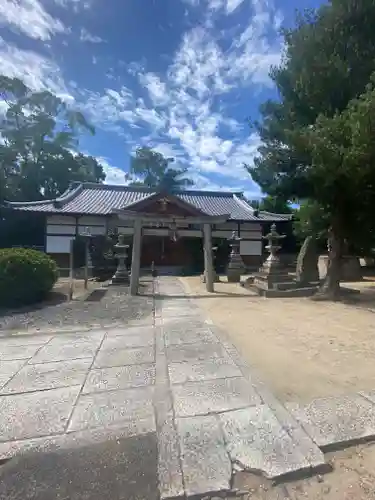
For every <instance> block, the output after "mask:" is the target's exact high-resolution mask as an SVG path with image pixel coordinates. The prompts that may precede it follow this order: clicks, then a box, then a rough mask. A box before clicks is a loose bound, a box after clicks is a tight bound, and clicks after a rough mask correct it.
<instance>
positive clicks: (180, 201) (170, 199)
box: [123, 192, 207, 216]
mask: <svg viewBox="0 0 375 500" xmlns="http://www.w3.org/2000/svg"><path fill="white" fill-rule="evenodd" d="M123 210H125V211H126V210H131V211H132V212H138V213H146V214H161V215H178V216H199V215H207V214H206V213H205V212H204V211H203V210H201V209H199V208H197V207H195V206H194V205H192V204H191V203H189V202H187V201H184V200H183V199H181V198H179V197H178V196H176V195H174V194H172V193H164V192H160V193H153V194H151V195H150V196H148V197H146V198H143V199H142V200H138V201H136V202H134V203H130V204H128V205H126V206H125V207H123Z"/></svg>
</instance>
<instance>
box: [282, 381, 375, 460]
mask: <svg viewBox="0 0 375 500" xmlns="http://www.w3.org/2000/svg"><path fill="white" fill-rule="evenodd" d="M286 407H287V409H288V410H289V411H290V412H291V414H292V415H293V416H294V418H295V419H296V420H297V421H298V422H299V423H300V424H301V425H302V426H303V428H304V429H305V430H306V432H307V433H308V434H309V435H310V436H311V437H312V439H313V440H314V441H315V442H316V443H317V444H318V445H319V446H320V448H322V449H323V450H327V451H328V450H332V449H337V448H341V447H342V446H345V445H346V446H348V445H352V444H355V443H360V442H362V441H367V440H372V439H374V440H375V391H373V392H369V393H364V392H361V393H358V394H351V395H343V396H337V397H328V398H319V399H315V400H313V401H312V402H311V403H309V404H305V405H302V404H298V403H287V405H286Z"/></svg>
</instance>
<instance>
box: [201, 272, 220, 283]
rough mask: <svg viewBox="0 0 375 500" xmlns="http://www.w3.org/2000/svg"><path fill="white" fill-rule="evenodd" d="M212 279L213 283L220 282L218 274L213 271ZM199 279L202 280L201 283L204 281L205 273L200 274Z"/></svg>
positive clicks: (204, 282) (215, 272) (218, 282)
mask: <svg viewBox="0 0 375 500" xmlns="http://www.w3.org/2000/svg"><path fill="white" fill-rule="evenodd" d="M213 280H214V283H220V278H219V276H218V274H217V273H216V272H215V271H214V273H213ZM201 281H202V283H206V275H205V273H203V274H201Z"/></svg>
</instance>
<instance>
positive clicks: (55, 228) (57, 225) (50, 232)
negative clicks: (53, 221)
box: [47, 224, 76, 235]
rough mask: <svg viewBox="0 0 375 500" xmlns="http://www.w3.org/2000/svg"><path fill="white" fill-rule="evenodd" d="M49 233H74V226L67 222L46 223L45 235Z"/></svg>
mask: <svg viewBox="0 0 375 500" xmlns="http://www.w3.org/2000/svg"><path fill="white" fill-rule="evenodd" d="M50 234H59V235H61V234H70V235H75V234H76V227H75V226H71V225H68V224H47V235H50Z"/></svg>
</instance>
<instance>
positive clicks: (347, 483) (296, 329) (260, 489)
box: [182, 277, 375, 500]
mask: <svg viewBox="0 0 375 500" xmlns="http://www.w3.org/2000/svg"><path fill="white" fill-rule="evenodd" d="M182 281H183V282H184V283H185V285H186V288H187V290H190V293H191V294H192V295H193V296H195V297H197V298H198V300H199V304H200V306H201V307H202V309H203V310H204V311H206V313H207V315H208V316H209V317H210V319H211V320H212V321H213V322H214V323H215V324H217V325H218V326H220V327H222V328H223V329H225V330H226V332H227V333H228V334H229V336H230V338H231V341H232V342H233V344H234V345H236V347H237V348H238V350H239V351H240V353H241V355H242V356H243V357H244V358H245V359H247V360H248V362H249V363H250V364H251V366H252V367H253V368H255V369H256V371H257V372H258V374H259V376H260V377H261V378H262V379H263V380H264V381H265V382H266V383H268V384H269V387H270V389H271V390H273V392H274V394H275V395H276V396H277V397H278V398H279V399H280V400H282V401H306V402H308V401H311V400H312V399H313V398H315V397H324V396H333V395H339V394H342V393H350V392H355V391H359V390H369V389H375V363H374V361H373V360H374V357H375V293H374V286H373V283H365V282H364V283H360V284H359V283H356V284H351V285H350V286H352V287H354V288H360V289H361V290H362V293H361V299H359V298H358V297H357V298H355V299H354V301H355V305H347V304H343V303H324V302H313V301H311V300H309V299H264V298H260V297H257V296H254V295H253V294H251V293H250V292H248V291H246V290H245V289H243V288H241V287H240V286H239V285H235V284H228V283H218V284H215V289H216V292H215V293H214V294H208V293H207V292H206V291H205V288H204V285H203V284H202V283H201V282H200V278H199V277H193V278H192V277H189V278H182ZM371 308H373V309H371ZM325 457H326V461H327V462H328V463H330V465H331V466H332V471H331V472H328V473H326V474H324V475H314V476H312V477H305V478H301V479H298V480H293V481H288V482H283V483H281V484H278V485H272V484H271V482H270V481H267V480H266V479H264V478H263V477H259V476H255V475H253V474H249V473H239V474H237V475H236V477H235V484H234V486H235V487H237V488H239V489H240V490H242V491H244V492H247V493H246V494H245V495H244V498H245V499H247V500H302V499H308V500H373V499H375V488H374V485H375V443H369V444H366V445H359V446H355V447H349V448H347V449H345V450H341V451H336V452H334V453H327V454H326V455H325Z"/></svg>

------------

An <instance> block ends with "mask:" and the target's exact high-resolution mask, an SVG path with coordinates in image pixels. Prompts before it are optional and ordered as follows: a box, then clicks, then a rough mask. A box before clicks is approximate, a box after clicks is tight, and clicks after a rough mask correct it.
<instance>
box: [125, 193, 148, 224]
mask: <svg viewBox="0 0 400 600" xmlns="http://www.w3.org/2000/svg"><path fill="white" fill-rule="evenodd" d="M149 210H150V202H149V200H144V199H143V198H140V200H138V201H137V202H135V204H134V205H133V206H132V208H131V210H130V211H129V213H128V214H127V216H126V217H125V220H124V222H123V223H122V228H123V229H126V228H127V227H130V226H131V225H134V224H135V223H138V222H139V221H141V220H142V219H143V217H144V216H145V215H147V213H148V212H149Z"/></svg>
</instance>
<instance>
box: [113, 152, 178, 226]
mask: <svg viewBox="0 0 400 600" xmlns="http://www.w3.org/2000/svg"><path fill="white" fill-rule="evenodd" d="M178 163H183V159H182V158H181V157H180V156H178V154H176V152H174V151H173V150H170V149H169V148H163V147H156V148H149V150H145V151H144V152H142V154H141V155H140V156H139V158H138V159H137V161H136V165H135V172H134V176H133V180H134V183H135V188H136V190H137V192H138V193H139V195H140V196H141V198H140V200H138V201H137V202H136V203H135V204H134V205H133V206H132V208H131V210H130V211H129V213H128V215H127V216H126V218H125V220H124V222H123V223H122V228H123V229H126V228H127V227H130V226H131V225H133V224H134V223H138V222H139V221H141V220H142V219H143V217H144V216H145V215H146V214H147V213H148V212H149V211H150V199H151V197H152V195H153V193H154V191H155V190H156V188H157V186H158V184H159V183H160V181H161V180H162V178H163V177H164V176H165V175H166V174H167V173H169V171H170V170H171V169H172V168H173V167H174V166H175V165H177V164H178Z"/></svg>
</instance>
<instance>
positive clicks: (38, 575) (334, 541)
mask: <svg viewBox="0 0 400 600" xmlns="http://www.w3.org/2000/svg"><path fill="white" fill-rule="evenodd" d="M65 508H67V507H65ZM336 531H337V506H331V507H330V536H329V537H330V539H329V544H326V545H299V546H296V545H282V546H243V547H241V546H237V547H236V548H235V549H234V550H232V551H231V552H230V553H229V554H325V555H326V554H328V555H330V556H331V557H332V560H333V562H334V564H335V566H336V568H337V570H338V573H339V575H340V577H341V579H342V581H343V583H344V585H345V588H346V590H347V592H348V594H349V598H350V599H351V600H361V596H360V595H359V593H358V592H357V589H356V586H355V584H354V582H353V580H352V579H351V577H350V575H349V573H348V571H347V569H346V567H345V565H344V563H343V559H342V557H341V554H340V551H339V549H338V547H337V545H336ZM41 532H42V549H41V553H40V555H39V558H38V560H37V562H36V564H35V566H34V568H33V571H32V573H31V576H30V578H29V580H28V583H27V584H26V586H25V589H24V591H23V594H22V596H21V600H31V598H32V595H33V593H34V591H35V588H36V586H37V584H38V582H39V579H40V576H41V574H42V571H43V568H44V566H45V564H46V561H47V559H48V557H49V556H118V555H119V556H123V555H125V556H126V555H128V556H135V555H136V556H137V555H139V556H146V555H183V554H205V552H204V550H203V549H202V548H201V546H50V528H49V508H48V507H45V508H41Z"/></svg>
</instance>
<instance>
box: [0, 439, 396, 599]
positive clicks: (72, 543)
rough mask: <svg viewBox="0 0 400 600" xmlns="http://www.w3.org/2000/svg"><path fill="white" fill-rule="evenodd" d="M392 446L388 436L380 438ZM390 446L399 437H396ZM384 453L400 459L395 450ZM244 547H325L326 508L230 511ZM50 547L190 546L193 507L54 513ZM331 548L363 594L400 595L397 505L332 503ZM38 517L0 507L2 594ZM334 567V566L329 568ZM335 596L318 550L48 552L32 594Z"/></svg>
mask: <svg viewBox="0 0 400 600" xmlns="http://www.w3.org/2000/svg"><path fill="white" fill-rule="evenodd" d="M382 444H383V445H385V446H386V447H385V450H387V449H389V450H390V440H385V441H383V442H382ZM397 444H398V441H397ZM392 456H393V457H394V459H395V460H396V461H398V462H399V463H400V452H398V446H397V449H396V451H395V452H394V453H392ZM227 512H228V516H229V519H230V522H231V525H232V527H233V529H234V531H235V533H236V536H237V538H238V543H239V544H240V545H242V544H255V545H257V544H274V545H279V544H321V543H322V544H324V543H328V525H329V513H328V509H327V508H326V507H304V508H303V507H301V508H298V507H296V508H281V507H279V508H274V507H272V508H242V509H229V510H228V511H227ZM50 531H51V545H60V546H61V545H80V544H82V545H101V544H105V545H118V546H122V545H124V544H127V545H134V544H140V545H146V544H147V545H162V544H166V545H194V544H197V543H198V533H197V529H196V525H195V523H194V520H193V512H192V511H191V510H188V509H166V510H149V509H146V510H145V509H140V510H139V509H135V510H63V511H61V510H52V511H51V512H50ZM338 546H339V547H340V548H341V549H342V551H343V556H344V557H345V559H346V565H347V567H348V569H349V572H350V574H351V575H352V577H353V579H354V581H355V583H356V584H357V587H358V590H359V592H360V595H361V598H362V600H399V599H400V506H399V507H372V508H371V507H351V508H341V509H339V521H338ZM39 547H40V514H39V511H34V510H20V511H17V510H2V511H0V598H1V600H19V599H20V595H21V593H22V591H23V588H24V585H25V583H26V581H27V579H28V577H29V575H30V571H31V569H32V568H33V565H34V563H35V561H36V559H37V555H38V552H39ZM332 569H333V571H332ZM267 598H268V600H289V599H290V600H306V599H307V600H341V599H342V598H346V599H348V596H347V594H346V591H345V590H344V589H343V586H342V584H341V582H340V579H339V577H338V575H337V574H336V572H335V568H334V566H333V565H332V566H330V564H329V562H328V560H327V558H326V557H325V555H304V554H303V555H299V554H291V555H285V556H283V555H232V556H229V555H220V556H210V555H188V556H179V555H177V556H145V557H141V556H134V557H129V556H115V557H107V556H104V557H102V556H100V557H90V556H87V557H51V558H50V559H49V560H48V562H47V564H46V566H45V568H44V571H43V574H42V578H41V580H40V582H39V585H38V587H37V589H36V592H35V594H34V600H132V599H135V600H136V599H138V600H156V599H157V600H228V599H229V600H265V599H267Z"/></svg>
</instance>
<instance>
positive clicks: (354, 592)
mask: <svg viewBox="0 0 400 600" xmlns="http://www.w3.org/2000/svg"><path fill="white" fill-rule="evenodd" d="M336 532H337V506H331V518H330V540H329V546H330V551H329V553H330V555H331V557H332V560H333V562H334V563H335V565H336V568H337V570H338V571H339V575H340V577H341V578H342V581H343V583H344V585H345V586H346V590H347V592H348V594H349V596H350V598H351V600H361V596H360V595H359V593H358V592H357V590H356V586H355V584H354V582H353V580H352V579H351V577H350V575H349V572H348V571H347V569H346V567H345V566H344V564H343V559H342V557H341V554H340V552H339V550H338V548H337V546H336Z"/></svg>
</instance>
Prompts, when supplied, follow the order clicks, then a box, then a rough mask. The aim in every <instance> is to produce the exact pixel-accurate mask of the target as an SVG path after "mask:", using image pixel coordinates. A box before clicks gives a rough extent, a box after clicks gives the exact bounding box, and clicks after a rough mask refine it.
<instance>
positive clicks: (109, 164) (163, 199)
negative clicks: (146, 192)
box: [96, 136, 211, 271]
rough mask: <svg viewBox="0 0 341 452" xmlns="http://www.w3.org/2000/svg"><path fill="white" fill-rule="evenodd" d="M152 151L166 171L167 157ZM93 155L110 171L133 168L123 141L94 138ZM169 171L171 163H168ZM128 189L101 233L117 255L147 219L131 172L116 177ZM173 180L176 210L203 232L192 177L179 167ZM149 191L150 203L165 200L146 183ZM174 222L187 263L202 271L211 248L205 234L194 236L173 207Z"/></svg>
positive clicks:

------------

From the material above, copy exactly the lines between the line holding "For every <instance>" and the line holding "positive clicks: (180, 201) (170, 199)", inclusive, and only those.

ANSWER TO THIS PROBLEM
For every <instance> block, the output after "mask:" is the target's exact high-resolution mask as an SVG path with image pixel coordinates. The prompts that may precede it follow this order: clicks, then a box, then a rough mask. A box before clicks is a loose bound, a box after clicks is a tight bound, and clicks after a rough mask correct it.
<instance>
positive clicks: (180, 201) (170, 199)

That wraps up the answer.